A pesar de mantener altos índices regionales- considerando el PBI per cápita (2022) o el IDH (Indice de Desarrolo Humano, 2022)-, la inflación, el estancamiento, el aumento de la pobreza, la corrupción y la relativa pérdida de bienestar del promedio de la ciudadanía han conducido a un escenario propicio para afectos tristes como la angustia y el enojo. El enojo, además, hoy por hoy se canaliza e incrementa en las redes sociales. Frente a esta paupérrima realidad, abundan exponentes de la disociación cultural y política. Sandra Russo escribe en Página 12 que “los pueblos se equivocan” y la gente “no sabé que votó”. Caen en las peores retóricas de sus oponentes, dejando entrever la falta total de autocrítica y demostrando claramente la autopercepción de orfandad de una élite que ha perdido la gimnasia de la representación política.

Pongamos los puntos sobre las íes: la gente sí sabe lo que vota. Ni más ni menos es la falta de lectura de los intereses del pueblo la que condujo al proyecto renovador massista a la derrota; o peor aún, la continuidad de un modelo económico-político instaurado hace décadas. Fueron pocos, lo vimos, los votantes con convicción. Y entre el miedo y la bronca, ganó la bronca: una bronca profunda. En este sentido, una consigna como “no perder lo bueno” no es suficiente en una época de Bolsonaros, Trumps o Bukeles. El clima de nuestros tiempos es geopolíticamente más pesimista: entre las reacciones políticas ante la decadencia de Occidente –en gran medida como resultado de los vicios propios– pareciera que nadie puede darse el lujo de salvar lo bueno.

La Casta y la crisis de representación

Hubo un concepto que se escuchó en ocasiones en las filas de la militancia libertaria: el concepto de “ungido”. Gran parte de la sociedad creyó ver en Milei al individuo con la convicción necesaria para hacer lo que una gran parte de ella deseaba: destruir un mal profundo escondido en la esfera pública argentina. La metáfora de la motosierra es más que evidente. Fue ungido para destruir sin escrúpulos. Gran parte de la sociedad argentina, más allá del voto, podría concordar en que esto es así, que tales son los mandatos del electorado. 

Hoy en día una gran porción de los votantes en Argentina son hijos de esta democracia. Una democracia cuyas transformaciones culturales, económicas y políticas imprimieron cambios identitarios profundos en la fisonomía de la sociedad argentina democrática. La identidad política consolidada se organizó en torno a algunas de las ideas que volvían a regir la discusión política: los intereses y la representación. Dichos cambios se desenvolvieron mientras una élite política democrática se iba consolidando. Pero una vez consolidada, progresivamente, se fue disociando de la sociedad que había venido a representar. Muchos años después, esta élite se transformó en la “casta” contra la que bramaron los libertarios. Aseguraron que existía, y efectivamente, la idea hizo mella en el imaginario social. Indudablemente hay  una discursividad de la “casta”: aquella que demuestra una profunda incomprensión del fenómeno que está ocurriendo ante sus propios ojos. Para la “casta”, en efecto, la única conclusión posible de lo ocurrido es que “el pueblo se equivoca”. Si puede ser discutible la existencia de una casta política en la Argentina, hay algo cierto: grandes cambios han sufrido los intereses políticos y la representatividad como para haber “ungido a un destructor”.

▸ Consigna 1: En el texto sobre la crisis de representación en Argentina, ¿qué concepto se escuchó en las filas de la militancia libertaria?

▸ Material de trabajo:
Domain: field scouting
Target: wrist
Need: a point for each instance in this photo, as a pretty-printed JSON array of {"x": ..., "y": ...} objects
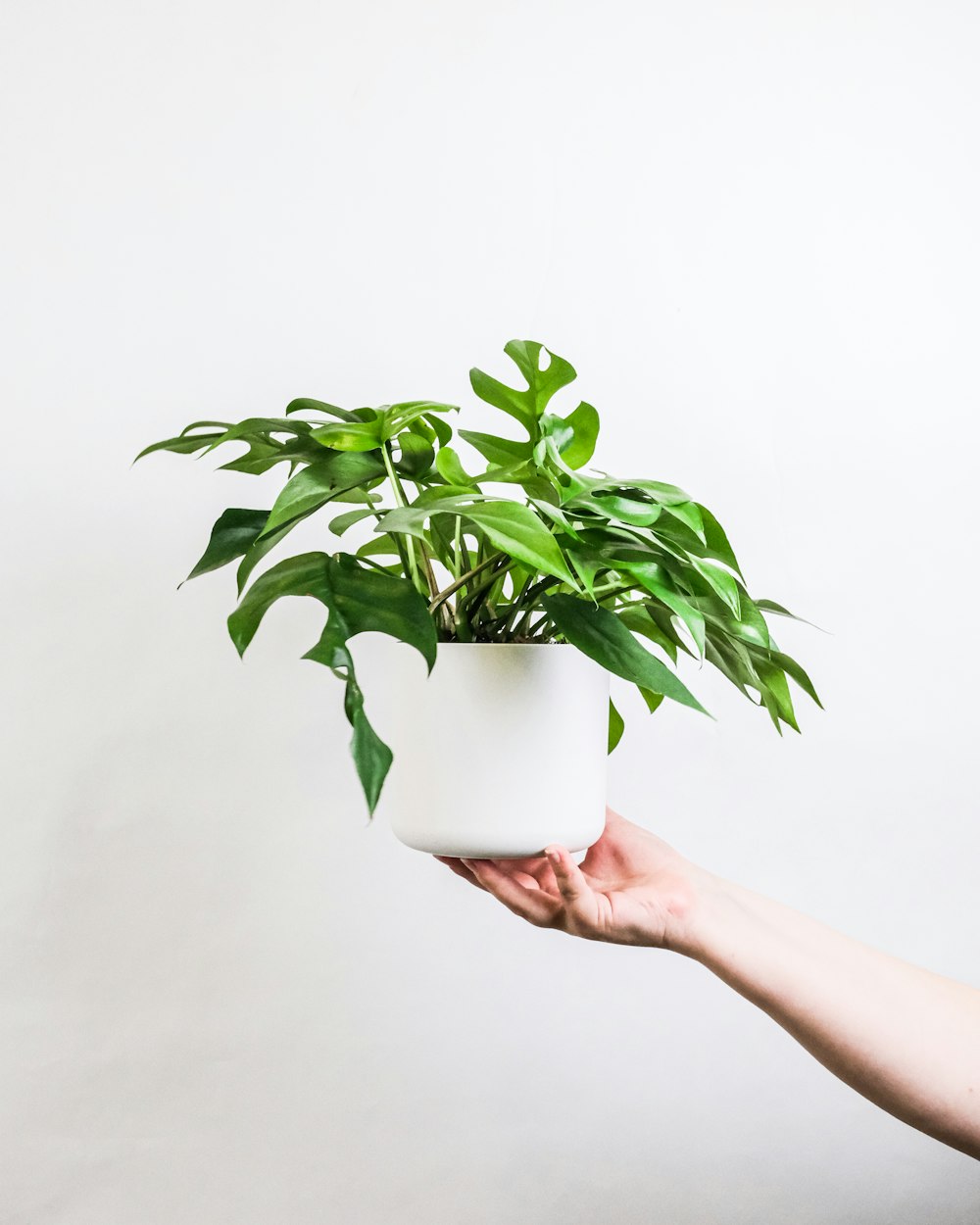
[{"x": 694, "y": 925}]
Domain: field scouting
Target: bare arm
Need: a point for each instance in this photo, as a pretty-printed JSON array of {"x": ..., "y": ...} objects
[{"x": 906, "y": 1039}]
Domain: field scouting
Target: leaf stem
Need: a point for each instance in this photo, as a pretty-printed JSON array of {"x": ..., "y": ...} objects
[
  {"x": 441, "y": 597},
  {"x": 406, "y": 553}
]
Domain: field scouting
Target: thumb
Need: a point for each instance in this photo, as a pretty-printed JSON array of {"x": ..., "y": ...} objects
[{"x": 572, "y": 885}]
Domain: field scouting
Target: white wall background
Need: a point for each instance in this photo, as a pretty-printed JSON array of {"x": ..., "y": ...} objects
[{"x": 754, "y": 229}]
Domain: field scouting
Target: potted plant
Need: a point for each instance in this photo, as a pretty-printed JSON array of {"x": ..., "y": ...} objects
[{"x": 520, "y": 581}]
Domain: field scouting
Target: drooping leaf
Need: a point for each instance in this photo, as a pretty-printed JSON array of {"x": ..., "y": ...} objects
[
  {"x": 231, "y": 537},
  {"x": 318, "y": 406},
  {"x": 363, "y": 601},
  {"x": 441, "y": 429},
  {"x": 615, "y": 726},
  {"x": 716, "y": 540},
  {"x": 496, "y": 450},
  {"x": 416, "y": 456},
  {"x": 451, "y": 469},
  {"x": 519, "y": 533},
  {"x": 689, "y": 514},
  {"x": 342, "y": 522},
  {"x": 652, "y": 700},
  {"x": 599, "y": 635},
  {"x": 525, "y": 406},
  {"x": 259, "y": 549},
  {"x": 637, "y": 618},
  {"x": 357, "y": 601},
  {"x": 397, "y": 416},
  {"x": 584, "y": 425},
  {"x": 775, "y": 695},
  {"x": 181, "y": 444},
  {"x": 349, "y": 435},
  {"x": 318, "y": 484},
  {"x": 772, "y": 607}
]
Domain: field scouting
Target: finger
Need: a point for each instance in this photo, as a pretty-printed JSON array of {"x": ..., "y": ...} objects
[
  {"x": 530, "y": 905},
  {"x": 572, "y": 885},
  {"x": 457, "y": 866},
  {"x": 527, "y": 871}
]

▸ Consigna 2: Muestra cada línea del listado que contenga la palabra "leaf". Distingue entre mayúsculas y minúsculas.

▸ Respuesta escrita 1: El concepto de "ungido".

▸ Respuesta escrita 2:
Target: leaf stem
Target: drooping leaf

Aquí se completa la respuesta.